Extracted entries =>
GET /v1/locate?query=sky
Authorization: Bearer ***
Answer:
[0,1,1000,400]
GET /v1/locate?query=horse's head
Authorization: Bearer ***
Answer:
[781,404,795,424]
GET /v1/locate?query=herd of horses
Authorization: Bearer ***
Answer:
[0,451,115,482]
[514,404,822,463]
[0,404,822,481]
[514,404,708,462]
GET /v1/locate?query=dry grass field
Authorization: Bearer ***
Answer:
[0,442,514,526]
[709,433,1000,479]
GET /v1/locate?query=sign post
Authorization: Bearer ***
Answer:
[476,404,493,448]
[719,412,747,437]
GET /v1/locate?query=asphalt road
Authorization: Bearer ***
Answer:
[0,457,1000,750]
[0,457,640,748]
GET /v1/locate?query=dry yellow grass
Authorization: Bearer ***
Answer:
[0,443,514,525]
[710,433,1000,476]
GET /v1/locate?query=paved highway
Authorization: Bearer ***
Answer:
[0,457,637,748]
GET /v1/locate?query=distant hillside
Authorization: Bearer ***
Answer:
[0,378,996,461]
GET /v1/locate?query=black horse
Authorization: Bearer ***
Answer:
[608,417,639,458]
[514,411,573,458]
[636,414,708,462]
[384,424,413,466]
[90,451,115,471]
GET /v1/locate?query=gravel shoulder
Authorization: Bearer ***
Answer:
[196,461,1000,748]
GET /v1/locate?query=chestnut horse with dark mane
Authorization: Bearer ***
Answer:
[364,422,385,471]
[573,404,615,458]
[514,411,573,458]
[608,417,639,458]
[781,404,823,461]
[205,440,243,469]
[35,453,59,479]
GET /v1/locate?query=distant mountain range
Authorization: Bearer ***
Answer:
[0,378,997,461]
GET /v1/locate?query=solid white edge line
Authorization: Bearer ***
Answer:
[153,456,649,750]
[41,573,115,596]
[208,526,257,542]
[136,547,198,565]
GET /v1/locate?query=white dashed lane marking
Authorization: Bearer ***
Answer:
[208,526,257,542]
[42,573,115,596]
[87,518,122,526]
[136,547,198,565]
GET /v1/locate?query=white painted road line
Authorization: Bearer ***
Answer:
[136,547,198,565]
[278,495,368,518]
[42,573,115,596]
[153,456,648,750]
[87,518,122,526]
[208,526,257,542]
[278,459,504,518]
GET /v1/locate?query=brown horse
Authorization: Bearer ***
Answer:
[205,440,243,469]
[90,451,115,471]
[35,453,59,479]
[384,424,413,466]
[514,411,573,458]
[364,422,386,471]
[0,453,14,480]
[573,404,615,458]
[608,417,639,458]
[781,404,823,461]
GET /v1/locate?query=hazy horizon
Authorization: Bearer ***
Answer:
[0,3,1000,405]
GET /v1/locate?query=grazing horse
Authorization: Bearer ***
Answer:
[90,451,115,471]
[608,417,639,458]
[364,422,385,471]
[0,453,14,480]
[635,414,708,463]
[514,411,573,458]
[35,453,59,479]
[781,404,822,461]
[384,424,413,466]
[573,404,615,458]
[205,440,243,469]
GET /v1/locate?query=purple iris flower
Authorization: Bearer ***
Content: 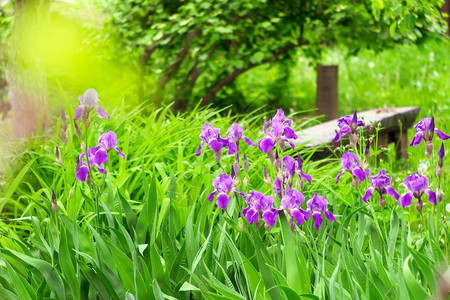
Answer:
[306,193,337,234]
[283,154,312,189]
[273,176,285,199]
[92,130,125,165]
[362,169,400,209]
[195,123,228,160]
[336,152,370,188]
[75,147,106,181]
[206,173,245,210]
[332,109,364,145]
[279,190,311,232]
[398,172,442,214]
[73,89,109,120]
[242,191,278,231]
[227,123,256,154]
[75,130,125,181]
[409,117,450,158]
[258,109,298,159]
[436,143,445,180]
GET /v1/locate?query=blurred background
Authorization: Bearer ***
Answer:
[0,0,450,140]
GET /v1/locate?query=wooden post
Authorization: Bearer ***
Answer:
[439,0,450,36]
[316,65,338,120]
[396,130,409,160]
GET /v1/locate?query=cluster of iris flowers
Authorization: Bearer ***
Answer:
[73,89,125,183]
[196,109,336,231]
[200,109,450,232]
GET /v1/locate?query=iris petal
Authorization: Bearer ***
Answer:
[258,138,274,153]
[398,192,412,208]
[73,106,84,120]
[409,132,423,147]
[262,209,278,226]
[323,210,337,222]
[216,193,230,210]
[361,187,374,202]
[95,106,109,119]
[313,212,323,228]
[242,136,256,146]
[206,190,217,202]
[425,190,437,205]
[291,209,303,225]
[434,128,450,141]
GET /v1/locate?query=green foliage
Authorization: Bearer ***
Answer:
[105,0,445,109]
[0,97,448,299]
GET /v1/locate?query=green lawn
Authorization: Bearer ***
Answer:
[0,38,450,299]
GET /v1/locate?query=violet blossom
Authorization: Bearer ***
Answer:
[436,143,445,180]
[279,190,311,232]
[75,147,106,181]
[195,123,228,162]
[409,117,450,158]
[332,109,364,147]
[73,89,109,123]
[227,123,256,154]
[273,176,285,199]
[206,173,245,210]
[242,191,278,231]
[75,130,125,181]
[283,154,312,190]
[336,152,370,188]
[398,172,442,214]
[306,193,337,234]
[258,109,297,161]
[244,154,250,173]
[362,169,400,209]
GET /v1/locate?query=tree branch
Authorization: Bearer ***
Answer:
[200,35,307,107]
[141,33,170,65]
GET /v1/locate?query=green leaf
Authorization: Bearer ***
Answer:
[403,255,430,300]
[3,250,66,299]
[136,166,158,244]
[0,287,23,300]
[249,226,281,300]
[279,213,311,293]
[59,227,80,299]
[250,51,264,64]
[389,22,397,37]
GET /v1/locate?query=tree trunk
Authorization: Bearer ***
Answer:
[316,66,338,120]
[6,0,49,138]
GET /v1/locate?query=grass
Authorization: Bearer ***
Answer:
[0,39,450,299]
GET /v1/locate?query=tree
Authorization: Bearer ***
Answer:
[111,0,445,108]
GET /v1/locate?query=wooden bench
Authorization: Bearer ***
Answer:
[293,106,419,159]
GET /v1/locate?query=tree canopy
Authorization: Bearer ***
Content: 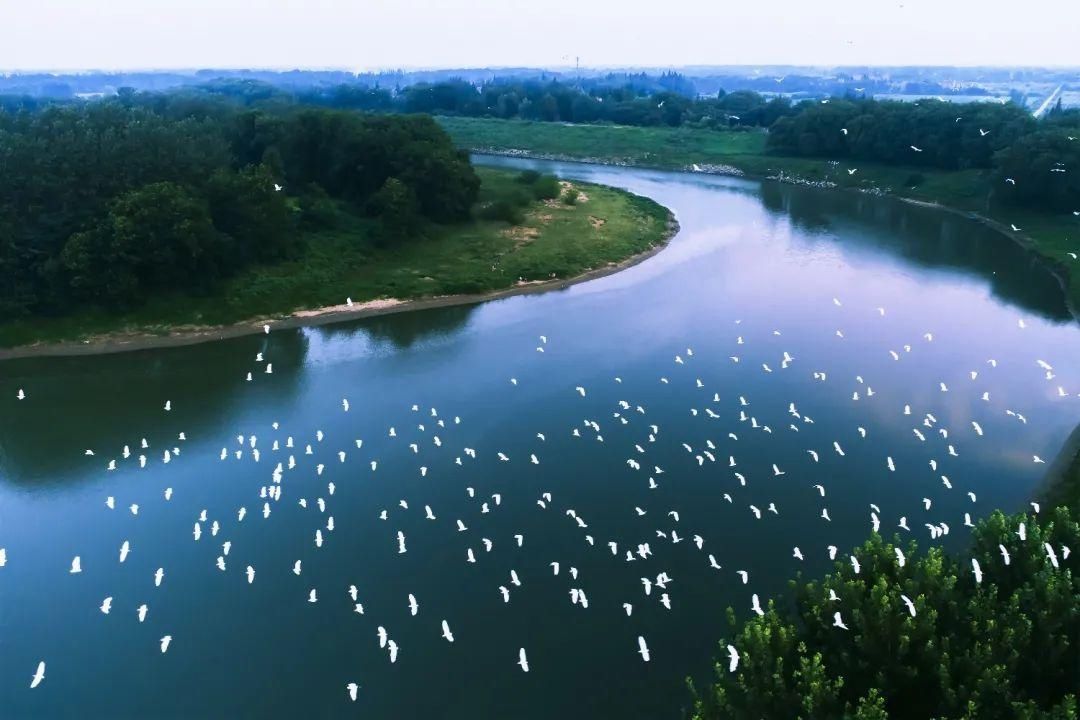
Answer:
[690,507,1080,720]
[0,91,480,317]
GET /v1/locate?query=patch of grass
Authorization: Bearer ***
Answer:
[0,167,670,347]
[438,117,1080,309]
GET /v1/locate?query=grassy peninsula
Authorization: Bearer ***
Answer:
[438,117,1080,309]
[0,93,672,357]
[0,167,674,348]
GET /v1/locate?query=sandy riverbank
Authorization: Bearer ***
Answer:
[470,148,1080,322]
[0,216,679,361]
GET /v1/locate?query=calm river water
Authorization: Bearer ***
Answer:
[0,159,1080,719]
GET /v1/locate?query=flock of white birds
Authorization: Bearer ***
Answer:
[0,299,1080,701]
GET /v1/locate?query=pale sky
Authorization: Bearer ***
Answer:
[0,0,1080,71]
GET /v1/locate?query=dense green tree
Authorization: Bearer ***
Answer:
[0,90,480,316]
[691,507,1080,720]
[206,165,298,264]
[367,177,420,243]
[996,127,1080,212]
[60,182,223,305]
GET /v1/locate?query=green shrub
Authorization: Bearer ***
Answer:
[532,175,563,200]
[514,169,541,185]
[690,507,1080,720]
[476,198,525,225]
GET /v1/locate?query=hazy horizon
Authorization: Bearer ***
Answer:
[0,0,1080,72]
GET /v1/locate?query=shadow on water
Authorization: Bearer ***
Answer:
[760,182,1072,322]
[1035,425,1080,511]
[330,304,477,350]
[0,332,308,487]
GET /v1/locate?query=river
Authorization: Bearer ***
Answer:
[0,159,1080,719]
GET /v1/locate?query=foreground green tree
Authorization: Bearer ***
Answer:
[690,507,1080,720]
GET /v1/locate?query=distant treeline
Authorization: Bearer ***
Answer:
[0,93,480,317]
[768,98,1080,210]
[0,66,1076,99]
[183,74,795,128]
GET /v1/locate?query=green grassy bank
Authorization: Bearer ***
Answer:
[438,118,1080,312]
[0,167,671,348]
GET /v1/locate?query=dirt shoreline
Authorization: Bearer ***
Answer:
[470,148,1080,323]
[0,210,679,361]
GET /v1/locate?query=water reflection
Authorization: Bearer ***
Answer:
[0,332,308,486]
[0,156,1080,720]
[760,182,1072,322]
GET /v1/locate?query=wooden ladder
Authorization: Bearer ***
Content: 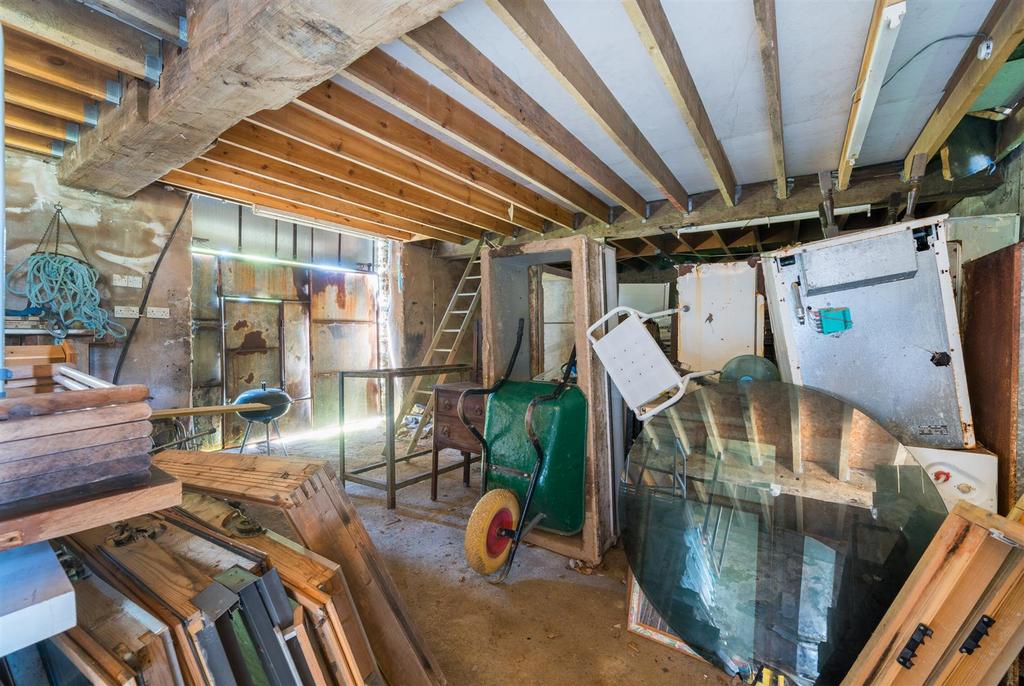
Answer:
[395,235,505,457]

What is required => Copy out the items word for word, starting with the line that contains "GET /v1/locate?query=white painted road line" and going on through the line that contains "[0,38,450,299]", with both of those lines included. Leave the pictures out of your copy.

Task response =>
GET /v1/locate?query=white painted road line
Authorization: Bearer ***
Answer:
[136,547,198,565]
[278,495,368,518]
[42,573,115,596]
[153,456,648,750]
[87,518,122,526]
[208,526,257,542]
[278,459,504,518]
GET /v1/locate?query=brown horse
Authorization: Bearer ***
Answer:
[205,440,243,469]
[90,451,115,471]
[35,453,59,479]
[384,424,413,466]
[514,411,573,458]
[364,422,386,471]
[0,453,14,480]
[573,404,615,458]
[608,417,639,458]
[781,404,823,461]
GET /v1/locate?query=hazy horizon
Authorization: Bearer ***
Answer:
[0,3,1000,405]
GET /v1/locate?query=grazing horse
Authorization: Bearer ***
Answer:
[90,451,115,471]
[608,417,639,458]
[364,422,385,471]
[0,453,14,480]
[635,414,708,463]
[514,411,573,458]
[35,453,59,479]
[781,404,822,461]
[384,424,413,466]
[573,404,615,458]
[205,440,243,469]
GET /v1/locate?query=purple iris flower
Authorization: Bearer ***
Content: 
Answer:
[306,193,337,234]
[283,154,312,189]
[273,176,285,199]
[92,130,125,165]
[362,169,400,209]
[195,123,228,160]
[336,152,370,188]
[75,147,106,181]
[206,173,245,210]
[332,109,364,145]
[279,190,311,232]
[398,172,442,214]
[73,89,109,120]
[242,191,278,231]
[227,123,256,154]
[75,130,125,181]
[409,117,450,158]
[258,109,298,159]
[436,143,445,180]
GET /v1/locate?query=blurred background
Authorization: Bearer ***
Answer:
[0,0,450,140]
GET /v1/locate?query=wooden post
Authorization: Bearer ***
Answer:
[439,0,450,36]
[316,65,338,120]
[396,130,409,160]
GET /v1/locate?query=cluster of iris flowers
Authorization: Bearer ***
Answer:
[73,89,125,183]
[196,109,336,231]
[200,109,450,232]
GET /v1/locate?query=iris petal
Authorization: Bearer ***
Answer:
[258,138,274,153]
[398,192,412,208]
[73,106,84,120]
[409,132,423,147]
[262,209,278,226]
[323,210,337,222]
[216,193,230,210]
[361,187,374,202]
[95,106,109,119]
[313,212,323,228]
[242,136,256,146]
[206,190,217,202]
[425,190,437,205]
[291,209,303,225]
[434,128,450,141]
GET /v1/locate?query=green foliage
Authorization: Bearer ***
Answer:
[105,0,445,109]
[0,97,448,299]
GET /v1/locate?query=green lawn
Authorization: Bearer ***
Answer:
[0,38,450,299]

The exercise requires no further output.